> Brief: Please pull out each line in the rows below that contains the word "above" and copy those lines unchanged.

> Data supplied:
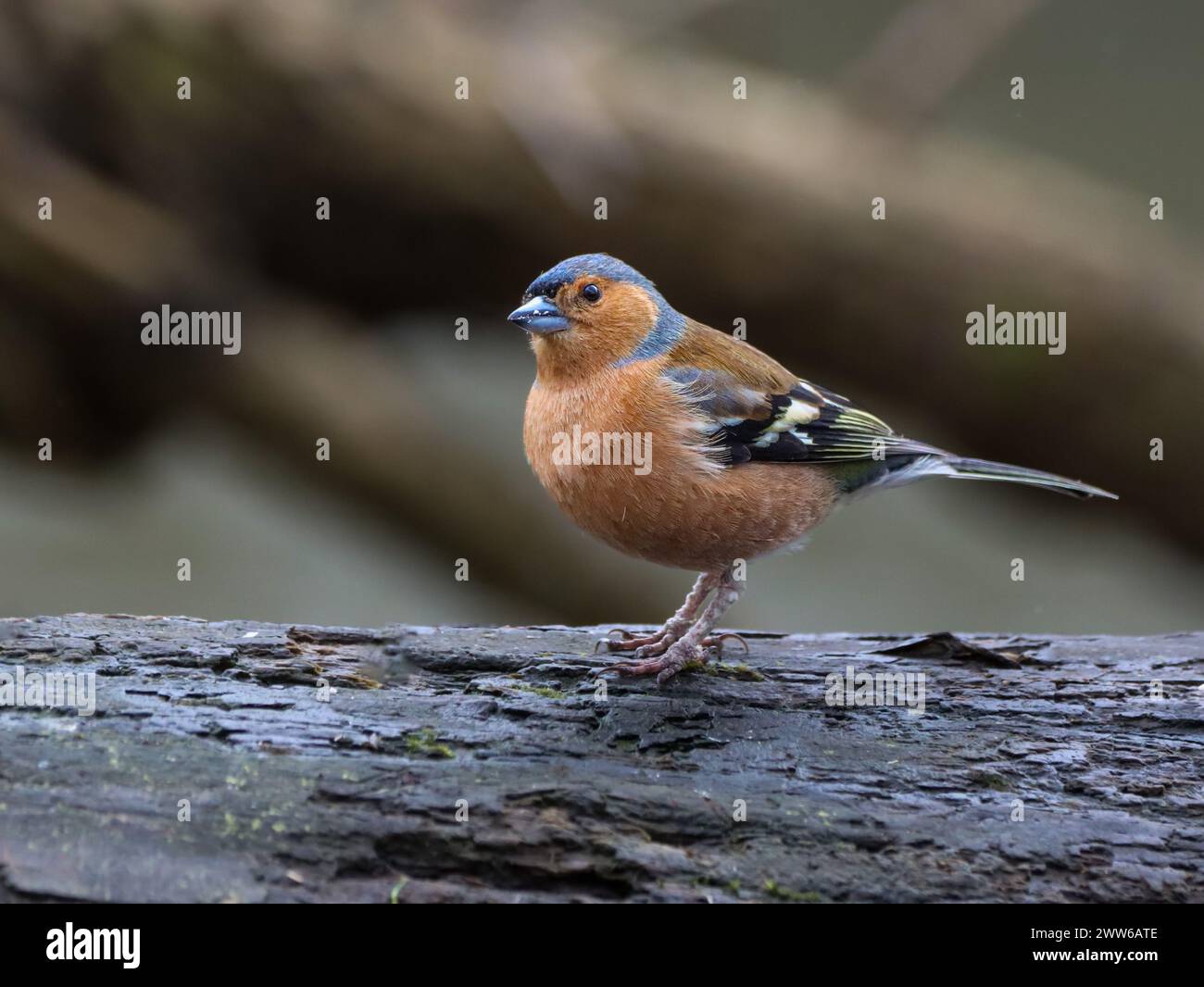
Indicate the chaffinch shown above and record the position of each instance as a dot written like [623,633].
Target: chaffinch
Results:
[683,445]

--

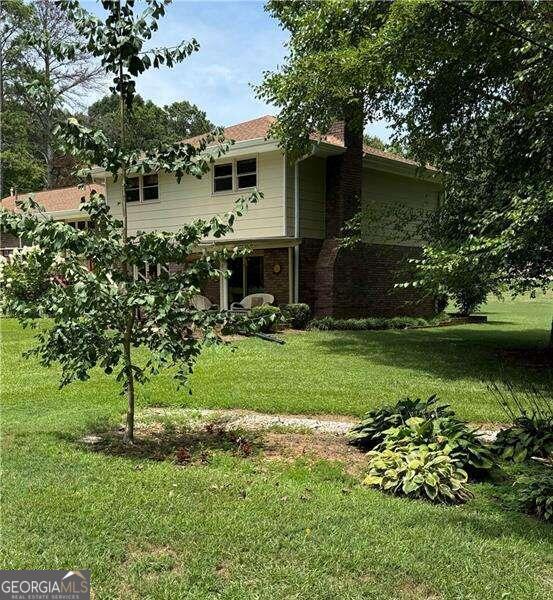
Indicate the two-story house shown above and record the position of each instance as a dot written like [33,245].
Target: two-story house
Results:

> Written solution:
Indicate the chaffinch shown above and record the position of each instance as a dot written like [623,633].
Indicate the two-story house shown above and record the position of each instance as a dot written like [33,245].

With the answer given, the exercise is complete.